- _Exercise text_
'''

James was tremendously keen on these exercises, regularly making his own contributions to the learned disputes, and allowing the sessions to continue in St Mary’s without complaint for as long as five hours: hardly surprising that he fell asleep in the play that followed. But King James clearly left the Oxford men convinced that in the new king they had someone who shared their own intellectual appetites.

Now, my room with its peculiar decorations is in the shadow of St Mary’s church. If the roses and thistles have anything to do with James’ visit (which is undoubtedly a very big “if”, but I’m stumped for another explanation), it may just be that they are part of the general beautification of the city that was undertaken in preparation for the royal visit. However, the Cambridge witness talks, as one would expect, of a polishing up of the externals: “Against the King’s coming to Oxford, it was provided, that all rayles, posts, barrs of windows, casements, and pumpes, should be newly paynted, and all armes were newly tricked. The like was done also in all the streets of the City, and at the severell Gates thereof, with dials and such like; the streets were very finely paved and well swept.”

The decorations in my room are quite invisible from the street, and I can’t help wondering whether this building beside St Mary’s church was prepared for the use of the royal entourage during those two days of “disputation”, for rest, refreshment, or, who knows, a lavatory break. I can’t explain the rose/thistle motif except as some kind of reference to James, while the quality of the carved fauns and the fireplace decoration seem to me to bespeak a room that expected some important visitors.

What I’m letting myself wonder, of course, is whether James VI of Scotland and I of England took his ease, one day 409 years ago, in what is now my teaching room.

But perhaps I should settle for Mr Tumnus.

 

A Mods Don at Ypres

Brandt DR in MEM 2 L1-2-2

I am a “Mods don”, or at least that’s one, rather old-fashioned way of describing me. What it means is that I’m a tutor at an Oxford college, Brasenose, who’s particularly concerned with preparing the Classics students for their first examinations, Honour Moderations (or Mods), in their second year.

That may all sound like the very definition of an ivory tower, and if so, on this occasion, good. Because this is the story of how deep into the charmed cloisters of academia the Great War penetrated, a story very relevant to the Mods don at Brasenose a hundred years later, but entirely unknown to me until ten days ago.

Mods dons at Brasenose, it’s heartening to learn, tend to have a good innings. My predecessor started here in 1957, his predecessor in 1922. Before him a man named Herbert Fox (remember that name) had held the job since 1889, having himself succeeded to Charles Heberden, who started in 1872. If I can only make it to 2022 I’m having a party, and you’re all invited, since it’ll then be a century since my predecessor-but-one took up his Fellowship, and 150 years since the arrival of my predecessor-but-three.

'''

- _Dataset extract_
'''

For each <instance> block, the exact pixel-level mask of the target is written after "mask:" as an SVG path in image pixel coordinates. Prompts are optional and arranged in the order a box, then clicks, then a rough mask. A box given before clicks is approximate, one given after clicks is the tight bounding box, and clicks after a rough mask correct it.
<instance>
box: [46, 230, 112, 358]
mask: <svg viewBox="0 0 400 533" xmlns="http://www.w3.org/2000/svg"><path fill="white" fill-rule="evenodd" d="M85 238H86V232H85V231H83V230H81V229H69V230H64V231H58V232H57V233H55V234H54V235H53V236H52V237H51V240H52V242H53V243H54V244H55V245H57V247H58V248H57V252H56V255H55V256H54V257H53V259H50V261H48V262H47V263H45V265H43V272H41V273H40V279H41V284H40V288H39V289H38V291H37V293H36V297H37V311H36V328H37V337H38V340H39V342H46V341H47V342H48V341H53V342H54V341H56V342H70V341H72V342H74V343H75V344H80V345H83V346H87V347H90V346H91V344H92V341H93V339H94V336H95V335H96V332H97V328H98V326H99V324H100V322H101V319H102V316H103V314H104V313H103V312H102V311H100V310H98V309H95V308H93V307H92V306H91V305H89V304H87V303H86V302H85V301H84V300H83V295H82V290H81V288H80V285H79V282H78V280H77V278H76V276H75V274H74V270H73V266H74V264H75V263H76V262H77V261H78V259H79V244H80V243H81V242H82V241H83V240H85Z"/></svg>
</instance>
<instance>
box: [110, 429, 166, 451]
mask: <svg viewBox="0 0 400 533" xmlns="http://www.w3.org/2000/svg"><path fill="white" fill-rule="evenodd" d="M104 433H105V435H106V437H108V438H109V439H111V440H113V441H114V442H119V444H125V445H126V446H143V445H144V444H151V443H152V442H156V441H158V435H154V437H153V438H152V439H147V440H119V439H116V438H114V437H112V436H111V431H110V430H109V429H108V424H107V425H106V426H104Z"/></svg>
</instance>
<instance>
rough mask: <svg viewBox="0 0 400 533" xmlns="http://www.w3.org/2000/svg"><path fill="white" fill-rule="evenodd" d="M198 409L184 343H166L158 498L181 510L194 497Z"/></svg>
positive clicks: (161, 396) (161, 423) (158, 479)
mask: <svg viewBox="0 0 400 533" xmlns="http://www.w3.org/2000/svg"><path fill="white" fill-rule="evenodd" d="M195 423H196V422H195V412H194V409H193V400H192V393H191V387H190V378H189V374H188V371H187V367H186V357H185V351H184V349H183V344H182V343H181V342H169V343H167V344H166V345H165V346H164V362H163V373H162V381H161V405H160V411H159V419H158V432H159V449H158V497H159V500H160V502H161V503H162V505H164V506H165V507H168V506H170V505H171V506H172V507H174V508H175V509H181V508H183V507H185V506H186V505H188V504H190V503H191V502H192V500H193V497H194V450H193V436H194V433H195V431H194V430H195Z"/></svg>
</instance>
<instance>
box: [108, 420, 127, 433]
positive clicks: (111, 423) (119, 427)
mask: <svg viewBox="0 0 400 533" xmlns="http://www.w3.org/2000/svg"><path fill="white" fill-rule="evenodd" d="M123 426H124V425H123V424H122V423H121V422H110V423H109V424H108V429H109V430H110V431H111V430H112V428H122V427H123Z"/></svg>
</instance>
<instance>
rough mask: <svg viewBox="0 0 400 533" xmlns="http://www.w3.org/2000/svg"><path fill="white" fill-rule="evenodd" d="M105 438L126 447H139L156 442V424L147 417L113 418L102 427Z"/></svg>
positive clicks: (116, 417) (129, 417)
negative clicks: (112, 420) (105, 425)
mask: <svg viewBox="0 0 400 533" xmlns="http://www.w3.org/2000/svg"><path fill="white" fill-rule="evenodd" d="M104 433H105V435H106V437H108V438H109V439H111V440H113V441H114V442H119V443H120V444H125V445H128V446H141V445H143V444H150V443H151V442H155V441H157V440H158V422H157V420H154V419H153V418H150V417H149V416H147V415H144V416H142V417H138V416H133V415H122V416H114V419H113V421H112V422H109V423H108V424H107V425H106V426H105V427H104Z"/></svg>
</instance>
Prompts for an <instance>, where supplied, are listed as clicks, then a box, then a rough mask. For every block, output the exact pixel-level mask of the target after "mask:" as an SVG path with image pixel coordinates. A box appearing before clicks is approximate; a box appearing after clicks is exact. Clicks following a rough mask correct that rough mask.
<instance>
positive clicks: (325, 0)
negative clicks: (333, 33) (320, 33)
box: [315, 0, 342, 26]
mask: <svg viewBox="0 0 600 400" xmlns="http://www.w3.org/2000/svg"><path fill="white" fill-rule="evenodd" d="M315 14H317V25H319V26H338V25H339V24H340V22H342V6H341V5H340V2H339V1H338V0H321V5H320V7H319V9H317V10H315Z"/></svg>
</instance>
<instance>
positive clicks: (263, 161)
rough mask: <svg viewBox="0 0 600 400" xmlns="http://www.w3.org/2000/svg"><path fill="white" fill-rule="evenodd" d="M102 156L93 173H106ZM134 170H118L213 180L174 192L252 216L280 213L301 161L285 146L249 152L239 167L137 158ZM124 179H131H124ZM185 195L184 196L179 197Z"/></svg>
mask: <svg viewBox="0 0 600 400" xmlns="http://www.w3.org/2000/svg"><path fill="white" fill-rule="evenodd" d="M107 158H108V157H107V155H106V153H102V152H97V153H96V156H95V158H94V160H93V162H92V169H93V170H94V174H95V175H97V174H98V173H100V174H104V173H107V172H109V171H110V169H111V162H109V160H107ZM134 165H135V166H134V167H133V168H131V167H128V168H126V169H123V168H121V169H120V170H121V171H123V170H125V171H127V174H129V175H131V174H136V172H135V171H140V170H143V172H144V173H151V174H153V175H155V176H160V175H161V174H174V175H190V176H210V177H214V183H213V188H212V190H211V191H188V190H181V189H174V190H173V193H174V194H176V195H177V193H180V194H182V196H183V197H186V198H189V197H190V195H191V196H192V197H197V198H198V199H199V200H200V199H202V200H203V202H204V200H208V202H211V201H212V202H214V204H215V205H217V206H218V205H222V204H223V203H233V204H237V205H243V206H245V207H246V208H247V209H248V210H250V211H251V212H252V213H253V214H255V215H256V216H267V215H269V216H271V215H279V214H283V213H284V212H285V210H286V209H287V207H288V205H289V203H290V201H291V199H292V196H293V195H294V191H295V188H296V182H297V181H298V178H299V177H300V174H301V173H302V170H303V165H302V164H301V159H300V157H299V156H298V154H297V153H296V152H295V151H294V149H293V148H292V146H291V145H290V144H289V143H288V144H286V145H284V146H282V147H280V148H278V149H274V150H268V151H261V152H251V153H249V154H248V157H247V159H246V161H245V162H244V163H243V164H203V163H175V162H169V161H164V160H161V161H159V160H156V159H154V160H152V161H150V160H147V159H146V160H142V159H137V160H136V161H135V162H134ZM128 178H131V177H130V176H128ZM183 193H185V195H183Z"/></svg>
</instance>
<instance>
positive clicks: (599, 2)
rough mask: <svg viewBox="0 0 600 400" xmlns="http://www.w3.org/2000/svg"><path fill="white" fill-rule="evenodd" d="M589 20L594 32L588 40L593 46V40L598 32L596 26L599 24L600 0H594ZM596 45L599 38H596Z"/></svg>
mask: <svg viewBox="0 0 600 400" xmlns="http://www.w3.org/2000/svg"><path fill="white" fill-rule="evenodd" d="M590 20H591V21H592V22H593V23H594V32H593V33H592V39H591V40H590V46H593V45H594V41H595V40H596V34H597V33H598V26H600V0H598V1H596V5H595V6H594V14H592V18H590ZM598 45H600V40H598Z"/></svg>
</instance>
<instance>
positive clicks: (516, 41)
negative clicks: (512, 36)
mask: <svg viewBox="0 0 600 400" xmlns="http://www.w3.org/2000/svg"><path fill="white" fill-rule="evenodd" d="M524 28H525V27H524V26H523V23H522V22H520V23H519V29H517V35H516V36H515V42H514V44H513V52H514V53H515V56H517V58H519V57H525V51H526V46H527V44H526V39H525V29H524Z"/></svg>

'''

- _Exercise objective_
Return everything from "A Mods Don at" down to "ten days ago." in the text about Oxford, copied word for word. The records have no connection to the text about Oxford.

- _Response_
A Mods Don at Ypres

Brandt DR in MEM 2 L1-2-2

I am a “Mods don”, or at least that’s one, rather old-fashioned way of describing me. What it means is that I’m a tutor at an Oxford college, Brasenose, who’s particularly concerned with preparing the Classics students for their first examinations, Honour Moderations (or Mods), in their second year.

That may all sound like the very definition of an ivory tower, and if so, on this occasion, good. Because this is the story of how deep into the charmed cloisters of academia the Great War penetrated, a story very relevant to the Mods don at Brasenose a hundred years later, but entirely unknown to me until ten days ago.